# SUMBER
****************
Pernahkah kita merasa takut? jawabannya pasti semua manusia memiliki rasa takut. Lalu siapa yang kita takuti? Menjawabnya akan bergantung pada siapa yang ditanyai? Jika ia adalah seorang karyawan, maka kita pasti takut kepada atasan yang punya kuasa membuat kita kehilangan pekerjaan. Jika ditanyakan pada pengusaha, maka rugi menjadi bagian dari hal yang paling ditakutkan. Namun, ada orang bersalah tidak merasa takut dikarenakan dia punya ‘bekingan’ yang bisa membantunya.
Oleh: Andi Muhammad Asbar, Dosen STAI Al-Gazali Bulukumba
Rasa takut yang ada pada diri manusia, lazimnya akan membuat kita untuk bertindak hati-hati. Akan tetapi kehidupan ini penuh dengan misteri, seperti gempa bumi, tsunami, gunung meletus, kematian, dan lainnya. Perkara ini terjadi di luar nalar manusia, sehingga menciptakan ketakutan hebat. Manusia mungkin, akan menjadi pasrah atau penuh dengan harapan.
Sahabat Nabi bernama Umar bin Khattab, pernah membaca Surah At-Tur ketika sampai di ayat ketujuh, inna ‘azaaba rabbika lawaaqi’ (sungguh, azab Tuhanmu pasti terjadi), lalu ia menangis tersedu-sedu dan jatuh sakit, serta dijenguk oleh banyak orang. Umar berkata kepada putranya saat menghadapi kematian, ‘Letakkanlah pipiku di atas tanah. Barangkali Allah menaruh belas kasih kepadaku’ Umar lalu berkata lagi, ‘Celakalah kalau Allah tidak mengampuni aku.’
Jika seorang khalifah seperti Umar bin Khattab saja takut akan dosa yang tidak terampuni, lantas mengapa kita (manusia) tetap percaya diri dengan segala kelalaian yang pernah diperbuat, dan segera memohon ampunan pada yang Maha Pemberi Ampunan.
****************
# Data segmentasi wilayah

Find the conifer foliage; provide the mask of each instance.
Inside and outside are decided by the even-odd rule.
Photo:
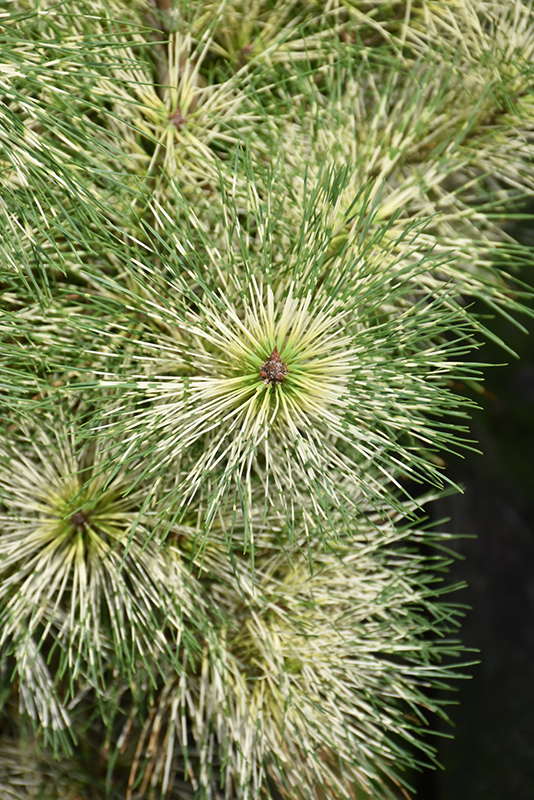
[[[411,796],[467,660],[424,506],[525,310],[532,2],[0,21],[1,791]]]

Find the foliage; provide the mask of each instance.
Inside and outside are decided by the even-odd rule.
[[[528,295],[532,3],[0,19],[6,796],[407,797],[473,301]]]

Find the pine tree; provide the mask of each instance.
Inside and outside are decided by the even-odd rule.
[[[529,296],[532,2],[0,19],[2,792],[409,797],[470,658],[425,507]]]

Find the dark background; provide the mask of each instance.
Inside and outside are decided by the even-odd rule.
****************
# TUJUAN LATIHAN
Tentukan apakah setiap pernyataan berikut sesuai dengan teks tentang rasa takut, lalu jawab ya atau tidak disertai kutipan persis dari teks yang menjadi penentunya.
(a) Umar bin Khattab menangis ketika membaca ayat ketujuh Surah At-Tur.
(b) Bagi pengusaha, hal yang paling ditakutkan adalah kehilangan pekerjaan.
(c) Menjelang kematian, Umar meminta putranya meletakkan pipinya di atas tanah.

# HASIL YANG DIHARAPKAN
(a) Ya: "Surah At-Tur ketika sampai di ayat ketujuh" dan "lalu ia menangis tersedu-sedu dan jatuh sakit".
(b) Tidak: "Jika ditanyakan pada pengusaha, maka rugi menjadi bagian dari hal yang paling ditakutkan."
(c) Ya: "Umar berkata kepada putranya saat menghadapi kematian, ‘Letakkanlah pipiku di atas tanah."